**Stated problem:**
Answer these questions using the passage below.
(a) How many tech companies had their IPO filings looked at in the blog post the writer mentions?
(b) What was the average VC ownership at IPO in that analysis?
(c) Which newspaper ran the piece on David Letterman?

For me the best framework I have is Brexit. I feel that the economic and societal unease that has been brewing in much of the developed world over the past decade is coming home to roost and I believe that we will see more “brexits” in the coming months and years.
But more than that, going into a foxhole right now seems like the wrong idea. Some of the best companies have been created in times of great economic turmoil. And, because of that, some of the best venture capital investments have been made in times when everyone was risk averse. I am not for getting too excited when times are good and I am not for getting too conservative when times feel bad. I am all for looking for opportunity at every turn.
I am certain that USV will continue to invest capital in interesting startups. While the financial markets may be in for a tough time, possibly a prolonged tough time, there is no correlation between startup success and strong financial markets. And those investors who understand that will act accordingly and be rewarded over the long term for doing so.
For entrepreneurs, this means be cautious and maybe even a bit conservative while all of this shakes out but don’t panic and don’t confuse uncertain times with a lack of opportunity. If you were excited about your business yesterday, you should be excited about your business today. But don’t be blind about the macro environment you are operating in. It’s going to be choppy for a bit here.
I saw a blog post this weekend that looked at the IPO filings of 79 tech companies and calculated the ownerships of the founders and the VCs at IPO.
The result of that analysis is that the average founder ownership at IPO was 17% and the average VC ownership at IPO was 56%.
I’ve written a bunch on this topic and here are two posts that address this exact issue:
In both posts, I lay out how the equity gets shared with employees and investors as the company grows and scales.
Here’s the most important quote from those two posts:
In my experience, it will generally take three to four rounds of equity capital to finance the business and 20-25% of the company to recruit and retain a management team. That will typically leave the founder/founder team with 10-20% of the business when it’s all said and done. The equity split at 20% for the founders will typically be; 20-25% for the management team, 20% for the founders, and 55-60% for the investors (angel all the way to late stage VC).
I wrote that seven and half years ago, but on this topic, not much has changed over the thirty years I’ve been doing VC.
Raising round after round of venture capital is expensive. There are some entrepreneurs who figure out how to get profitable and not raise round after round (or avoid VC altogether), there are some entrepreneurs who are able to raise a very high valuations and avoid a lot of dilution, and there are many entrepreneurs who choose to sell the business before they take a lot of dilution. But for the entrepreneurs who raise four to six rounds of VC before going public, the math is the math. If you end up owning more than 20% at IPO, you are beating the averages.
The NY Times has a great longish piece on David Letterman today.
This quote got my attention:
Maybe life is the hard way, I don’t know. When the show was great, it was never as enjoyable as the misery of the show being bad. Is that human nature?
Building companies includes a lot of “misery of the show being bad” as David Letterman puts it.
And I really love the idea that you can enjoy that struggle.
Obviously you want the “show” to be great, but his point is that greatness is fleeting and you have to go through a lot of bad shows to get to some good ones and you’d better figure out how to enjoy that struggle, as he and his team did.
Good advice for all of us who hang out in startup land.

**Excerpted data:**
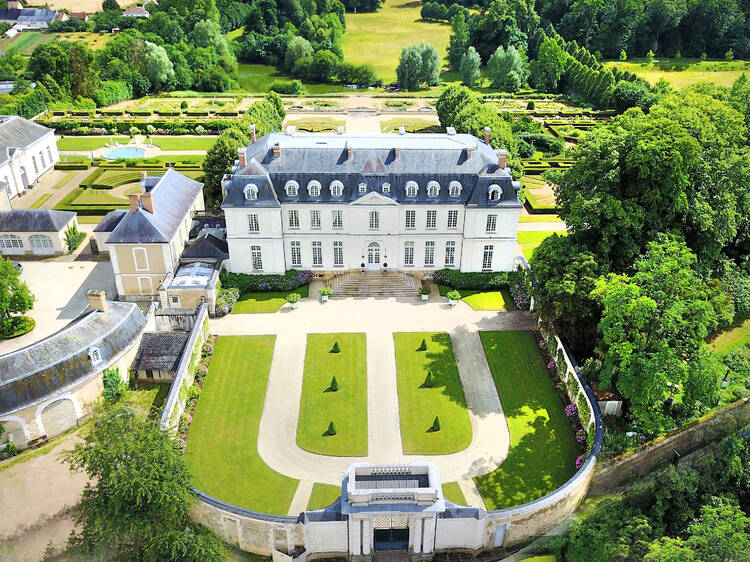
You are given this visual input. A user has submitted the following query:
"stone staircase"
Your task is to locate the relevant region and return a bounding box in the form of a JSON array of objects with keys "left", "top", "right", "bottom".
[{"left": 329, "top": 271, "right": 422, "bottom": 297}]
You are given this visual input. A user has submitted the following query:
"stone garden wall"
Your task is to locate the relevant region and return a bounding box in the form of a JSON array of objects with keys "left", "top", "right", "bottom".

**In response:**
(a) 79
(b) 56%
(c) The NY Times